*** Information supplied ***
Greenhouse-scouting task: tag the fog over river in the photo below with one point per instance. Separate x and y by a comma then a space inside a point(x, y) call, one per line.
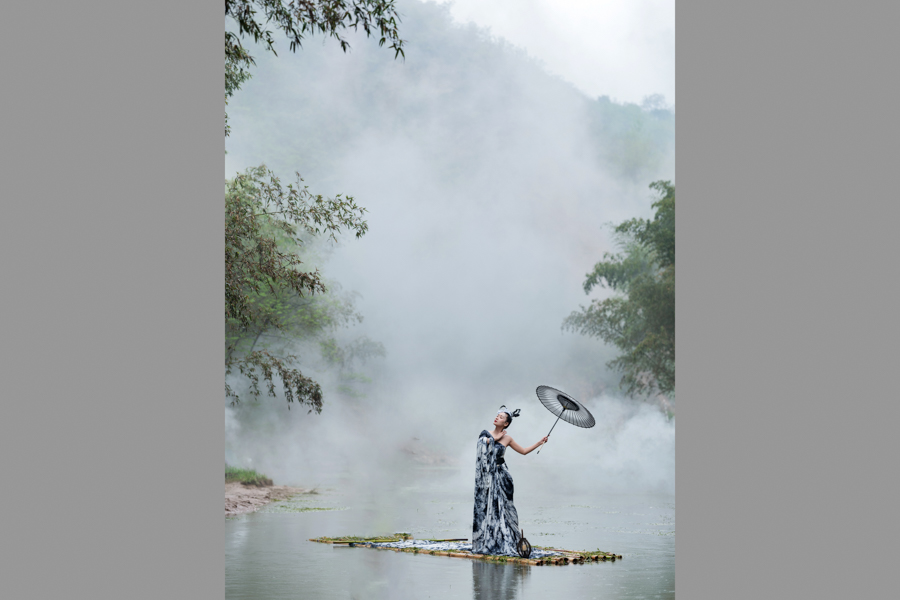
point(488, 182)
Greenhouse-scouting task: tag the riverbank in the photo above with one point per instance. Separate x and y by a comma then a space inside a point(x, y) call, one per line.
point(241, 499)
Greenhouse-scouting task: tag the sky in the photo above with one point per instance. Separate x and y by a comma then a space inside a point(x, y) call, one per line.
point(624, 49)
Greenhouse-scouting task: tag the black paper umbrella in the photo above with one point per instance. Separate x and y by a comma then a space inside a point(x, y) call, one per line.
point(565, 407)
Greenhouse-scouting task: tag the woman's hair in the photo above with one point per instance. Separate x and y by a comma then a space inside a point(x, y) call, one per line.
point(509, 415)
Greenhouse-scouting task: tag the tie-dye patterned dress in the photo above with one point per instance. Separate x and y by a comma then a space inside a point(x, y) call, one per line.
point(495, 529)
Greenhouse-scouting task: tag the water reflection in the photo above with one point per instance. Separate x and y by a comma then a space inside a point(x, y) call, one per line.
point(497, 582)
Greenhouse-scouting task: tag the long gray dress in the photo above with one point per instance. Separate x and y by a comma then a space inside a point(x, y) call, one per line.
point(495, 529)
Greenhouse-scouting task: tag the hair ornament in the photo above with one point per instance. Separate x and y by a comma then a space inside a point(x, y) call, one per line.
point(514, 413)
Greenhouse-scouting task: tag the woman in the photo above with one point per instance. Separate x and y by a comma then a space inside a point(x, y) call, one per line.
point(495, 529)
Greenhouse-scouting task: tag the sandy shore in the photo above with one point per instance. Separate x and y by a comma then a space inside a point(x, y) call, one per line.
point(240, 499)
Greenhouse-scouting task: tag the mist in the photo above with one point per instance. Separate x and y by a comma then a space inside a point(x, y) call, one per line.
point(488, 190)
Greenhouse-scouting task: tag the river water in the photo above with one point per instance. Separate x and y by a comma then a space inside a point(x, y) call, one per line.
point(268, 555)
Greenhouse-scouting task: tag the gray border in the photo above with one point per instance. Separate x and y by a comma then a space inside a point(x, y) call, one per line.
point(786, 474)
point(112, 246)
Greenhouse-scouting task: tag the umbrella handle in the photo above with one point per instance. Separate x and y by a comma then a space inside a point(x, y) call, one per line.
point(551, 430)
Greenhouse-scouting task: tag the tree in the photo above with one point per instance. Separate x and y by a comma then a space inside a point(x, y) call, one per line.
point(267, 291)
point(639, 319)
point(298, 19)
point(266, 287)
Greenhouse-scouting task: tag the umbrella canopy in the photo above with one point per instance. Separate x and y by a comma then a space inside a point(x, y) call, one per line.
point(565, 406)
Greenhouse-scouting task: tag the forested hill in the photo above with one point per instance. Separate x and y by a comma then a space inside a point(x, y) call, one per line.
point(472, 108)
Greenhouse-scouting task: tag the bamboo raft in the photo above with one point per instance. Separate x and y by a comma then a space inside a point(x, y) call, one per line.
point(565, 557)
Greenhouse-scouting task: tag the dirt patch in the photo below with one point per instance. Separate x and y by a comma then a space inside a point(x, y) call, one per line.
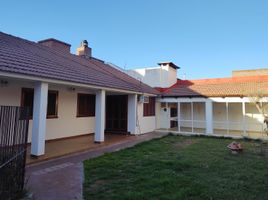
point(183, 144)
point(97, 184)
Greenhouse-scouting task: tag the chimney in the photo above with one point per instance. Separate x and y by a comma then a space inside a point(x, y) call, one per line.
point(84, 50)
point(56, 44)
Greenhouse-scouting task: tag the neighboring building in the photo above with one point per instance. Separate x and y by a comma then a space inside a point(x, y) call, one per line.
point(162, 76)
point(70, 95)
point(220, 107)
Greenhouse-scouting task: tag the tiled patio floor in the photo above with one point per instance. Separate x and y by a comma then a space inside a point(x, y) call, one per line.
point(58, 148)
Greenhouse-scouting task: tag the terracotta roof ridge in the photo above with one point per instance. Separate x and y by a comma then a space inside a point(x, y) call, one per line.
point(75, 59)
*** End of Information supplied ***
*** Information supplied ***
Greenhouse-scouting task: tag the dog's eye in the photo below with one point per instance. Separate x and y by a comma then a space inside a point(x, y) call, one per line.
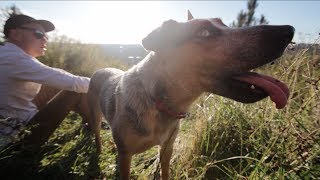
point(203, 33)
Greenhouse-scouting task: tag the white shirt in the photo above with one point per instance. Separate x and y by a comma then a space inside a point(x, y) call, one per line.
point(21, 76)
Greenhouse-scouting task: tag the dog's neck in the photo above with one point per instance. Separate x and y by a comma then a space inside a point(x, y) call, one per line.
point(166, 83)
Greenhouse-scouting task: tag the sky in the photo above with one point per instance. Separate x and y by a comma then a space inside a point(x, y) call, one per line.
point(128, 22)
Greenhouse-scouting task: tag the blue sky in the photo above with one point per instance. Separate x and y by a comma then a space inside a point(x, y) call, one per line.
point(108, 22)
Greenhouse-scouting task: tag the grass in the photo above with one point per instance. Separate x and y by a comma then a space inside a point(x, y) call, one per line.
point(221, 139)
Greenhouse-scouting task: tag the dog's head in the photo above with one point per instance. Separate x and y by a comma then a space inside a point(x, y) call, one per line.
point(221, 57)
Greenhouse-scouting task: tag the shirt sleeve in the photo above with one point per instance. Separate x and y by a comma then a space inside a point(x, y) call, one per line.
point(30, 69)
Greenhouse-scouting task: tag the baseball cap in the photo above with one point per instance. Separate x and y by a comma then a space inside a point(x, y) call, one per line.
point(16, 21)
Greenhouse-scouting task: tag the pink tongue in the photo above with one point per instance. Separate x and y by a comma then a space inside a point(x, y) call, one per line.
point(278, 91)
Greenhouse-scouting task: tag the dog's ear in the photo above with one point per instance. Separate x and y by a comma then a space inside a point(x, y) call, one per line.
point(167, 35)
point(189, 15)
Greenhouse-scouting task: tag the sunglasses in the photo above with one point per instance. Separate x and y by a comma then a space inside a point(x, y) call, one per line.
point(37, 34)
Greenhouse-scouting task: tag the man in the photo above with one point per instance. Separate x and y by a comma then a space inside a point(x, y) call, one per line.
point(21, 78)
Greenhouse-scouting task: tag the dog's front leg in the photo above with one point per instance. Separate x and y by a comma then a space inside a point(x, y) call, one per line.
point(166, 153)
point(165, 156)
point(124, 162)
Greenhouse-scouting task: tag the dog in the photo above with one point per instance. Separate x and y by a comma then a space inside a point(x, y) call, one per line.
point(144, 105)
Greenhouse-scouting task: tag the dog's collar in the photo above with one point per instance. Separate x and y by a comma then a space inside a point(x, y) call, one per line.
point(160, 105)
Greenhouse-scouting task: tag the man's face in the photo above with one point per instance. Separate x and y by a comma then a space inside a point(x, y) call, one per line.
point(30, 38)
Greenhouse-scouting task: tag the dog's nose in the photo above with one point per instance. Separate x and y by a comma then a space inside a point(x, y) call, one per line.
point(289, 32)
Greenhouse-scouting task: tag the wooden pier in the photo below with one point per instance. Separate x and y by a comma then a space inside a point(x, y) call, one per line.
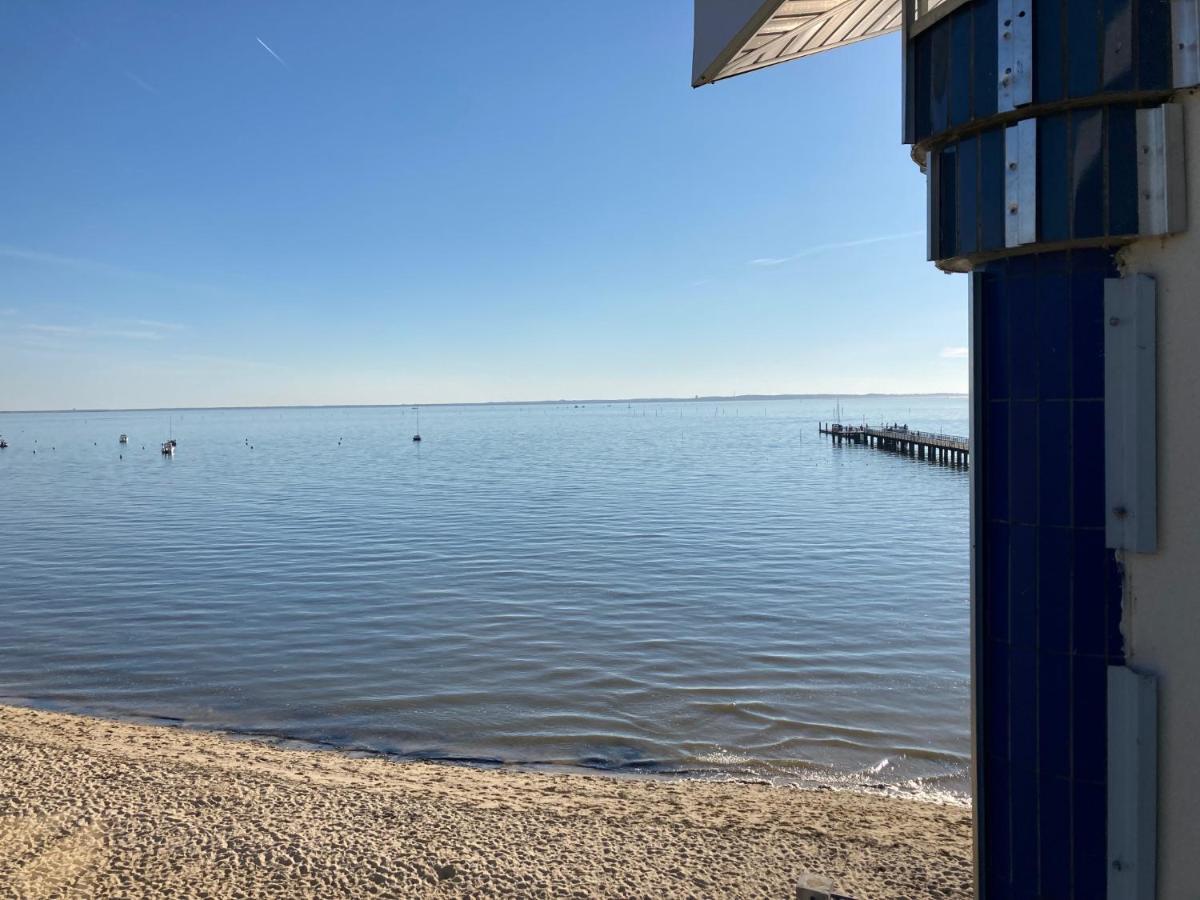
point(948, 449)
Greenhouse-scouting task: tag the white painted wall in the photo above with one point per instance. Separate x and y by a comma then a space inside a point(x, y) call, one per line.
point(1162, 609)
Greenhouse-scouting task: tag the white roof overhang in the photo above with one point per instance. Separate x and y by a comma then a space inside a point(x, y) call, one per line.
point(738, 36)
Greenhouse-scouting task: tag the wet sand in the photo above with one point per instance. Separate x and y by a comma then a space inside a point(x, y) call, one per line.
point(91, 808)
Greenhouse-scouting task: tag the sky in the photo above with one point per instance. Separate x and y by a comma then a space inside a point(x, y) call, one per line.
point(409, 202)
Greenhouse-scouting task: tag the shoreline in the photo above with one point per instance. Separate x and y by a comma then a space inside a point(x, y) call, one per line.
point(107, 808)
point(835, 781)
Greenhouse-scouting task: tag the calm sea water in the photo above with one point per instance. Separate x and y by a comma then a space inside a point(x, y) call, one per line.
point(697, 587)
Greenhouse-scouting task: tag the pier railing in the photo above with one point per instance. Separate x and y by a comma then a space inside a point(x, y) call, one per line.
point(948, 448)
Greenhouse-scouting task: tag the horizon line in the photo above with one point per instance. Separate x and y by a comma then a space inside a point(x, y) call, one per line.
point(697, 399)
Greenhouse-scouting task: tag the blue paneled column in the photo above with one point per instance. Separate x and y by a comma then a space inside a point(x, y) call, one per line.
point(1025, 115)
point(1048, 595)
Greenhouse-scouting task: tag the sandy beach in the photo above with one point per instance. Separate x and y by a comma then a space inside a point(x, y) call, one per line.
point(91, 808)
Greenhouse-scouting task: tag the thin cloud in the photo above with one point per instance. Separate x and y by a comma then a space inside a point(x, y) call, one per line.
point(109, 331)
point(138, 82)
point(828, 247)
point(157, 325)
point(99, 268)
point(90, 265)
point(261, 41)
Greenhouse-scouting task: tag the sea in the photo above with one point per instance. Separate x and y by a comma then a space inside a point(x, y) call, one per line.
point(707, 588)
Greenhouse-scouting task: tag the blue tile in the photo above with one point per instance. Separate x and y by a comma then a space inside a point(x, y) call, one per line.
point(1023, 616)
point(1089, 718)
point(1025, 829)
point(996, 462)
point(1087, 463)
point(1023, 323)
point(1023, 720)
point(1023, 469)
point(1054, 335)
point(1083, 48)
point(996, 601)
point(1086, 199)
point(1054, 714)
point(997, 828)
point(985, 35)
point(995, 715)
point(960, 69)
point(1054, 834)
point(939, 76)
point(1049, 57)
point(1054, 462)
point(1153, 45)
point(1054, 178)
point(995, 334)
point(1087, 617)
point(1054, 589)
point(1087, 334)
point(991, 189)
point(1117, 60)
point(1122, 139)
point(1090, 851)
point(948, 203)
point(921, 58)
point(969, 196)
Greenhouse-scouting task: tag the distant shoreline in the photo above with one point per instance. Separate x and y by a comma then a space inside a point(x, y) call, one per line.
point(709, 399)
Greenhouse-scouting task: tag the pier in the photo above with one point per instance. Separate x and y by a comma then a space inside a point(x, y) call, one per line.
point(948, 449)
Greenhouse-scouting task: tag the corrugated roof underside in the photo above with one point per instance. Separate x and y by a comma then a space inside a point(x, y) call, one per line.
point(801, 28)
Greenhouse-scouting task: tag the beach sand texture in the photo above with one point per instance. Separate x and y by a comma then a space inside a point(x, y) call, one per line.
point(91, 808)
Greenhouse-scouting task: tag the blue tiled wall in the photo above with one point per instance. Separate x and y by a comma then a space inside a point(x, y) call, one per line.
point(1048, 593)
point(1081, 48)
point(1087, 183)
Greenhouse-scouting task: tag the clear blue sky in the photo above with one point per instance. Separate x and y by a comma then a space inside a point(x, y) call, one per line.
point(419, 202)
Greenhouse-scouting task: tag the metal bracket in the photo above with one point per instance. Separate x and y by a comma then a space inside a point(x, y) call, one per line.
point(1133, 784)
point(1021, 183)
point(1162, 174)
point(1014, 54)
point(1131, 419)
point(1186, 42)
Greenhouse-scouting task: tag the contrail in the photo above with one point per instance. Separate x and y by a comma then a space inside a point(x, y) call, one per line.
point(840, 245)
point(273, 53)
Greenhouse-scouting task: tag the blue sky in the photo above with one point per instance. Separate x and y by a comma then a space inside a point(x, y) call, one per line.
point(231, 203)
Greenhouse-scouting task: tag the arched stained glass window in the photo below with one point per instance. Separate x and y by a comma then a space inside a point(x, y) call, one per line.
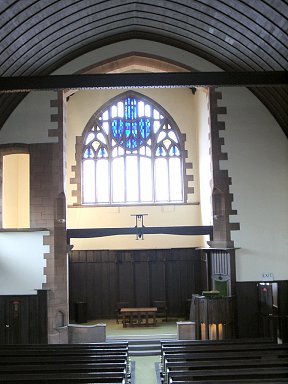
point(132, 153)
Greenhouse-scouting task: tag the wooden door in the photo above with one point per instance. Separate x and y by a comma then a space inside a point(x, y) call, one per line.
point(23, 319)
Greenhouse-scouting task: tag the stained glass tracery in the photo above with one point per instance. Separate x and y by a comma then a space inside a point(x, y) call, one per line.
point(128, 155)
*** End of Information supplied ***
*** Information supplied ***
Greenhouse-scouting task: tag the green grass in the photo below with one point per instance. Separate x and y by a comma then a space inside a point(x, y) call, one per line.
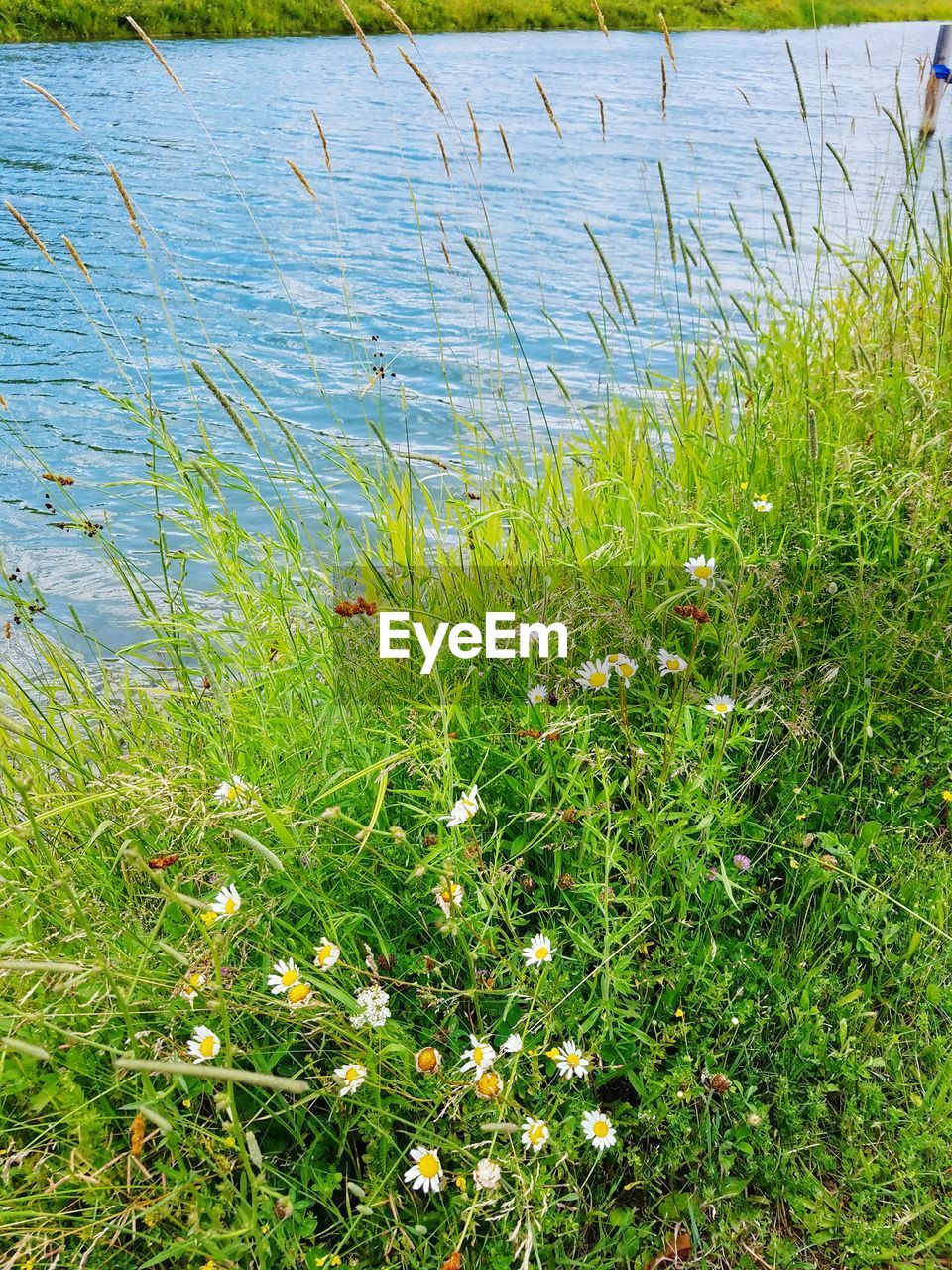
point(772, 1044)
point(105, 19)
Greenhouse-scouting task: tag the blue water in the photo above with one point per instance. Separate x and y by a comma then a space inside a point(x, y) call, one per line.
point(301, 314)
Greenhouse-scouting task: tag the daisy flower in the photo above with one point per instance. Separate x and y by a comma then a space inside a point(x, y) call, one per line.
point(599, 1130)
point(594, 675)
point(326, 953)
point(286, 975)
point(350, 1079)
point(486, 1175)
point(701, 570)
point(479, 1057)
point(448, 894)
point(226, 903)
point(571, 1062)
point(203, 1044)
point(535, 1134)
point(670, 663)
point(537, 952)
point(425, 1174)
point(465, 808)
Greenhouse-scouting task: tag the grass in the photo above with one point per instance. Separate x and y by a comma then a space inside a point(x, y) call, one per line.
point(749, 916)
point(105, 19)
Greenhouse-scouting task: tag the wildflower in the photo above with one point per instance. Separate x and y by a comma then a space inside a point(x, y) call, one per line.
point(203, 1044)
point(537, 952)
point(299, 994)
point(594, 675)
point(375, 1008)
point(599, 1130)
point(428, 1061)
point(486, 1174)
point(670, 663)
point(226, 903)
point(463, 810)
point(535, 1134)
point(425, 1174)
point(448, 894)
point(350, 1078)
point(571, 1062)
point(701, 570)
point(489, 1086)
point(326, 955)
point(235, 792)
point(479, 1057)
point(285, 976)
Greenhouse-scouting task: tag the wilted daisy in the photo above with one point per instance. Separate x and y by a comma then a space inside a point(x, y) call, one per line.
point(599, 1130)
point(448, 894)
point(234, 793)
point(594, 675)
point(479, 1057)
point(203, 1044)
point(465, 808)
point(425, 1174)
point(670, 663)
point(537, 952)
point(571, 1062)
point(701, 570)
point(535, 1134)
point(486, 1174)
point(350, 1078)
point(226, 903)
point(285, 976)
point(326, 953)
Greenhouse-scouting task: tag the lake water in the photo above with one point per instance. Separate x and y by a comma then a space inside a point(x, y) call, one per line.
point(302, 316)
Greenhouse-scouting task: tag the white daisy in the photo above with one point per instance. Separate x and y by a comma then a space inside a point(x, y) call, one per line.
*** End of Information supplied ***
### [Task details]
Look through the data above and return exactly the lines from the one that contains "Greenhouse-scouting task: tag the lake" to the one that contains "Greenhouse-scouting task: tag the white daisy", inclusive, with nothing else.

### [Result of the task]
Greenhouse-scouting task: tag the lake water in the photo above with one point per instance. Separate x and y by a comma then a space inside a point(x, y) call, one per line.
point(302, 316)
Greenhouse-scouting task: tag the white daisy in the photo above with one point per instance. Separate x and y by a comma then a space inside a point(x, y) call, one per line.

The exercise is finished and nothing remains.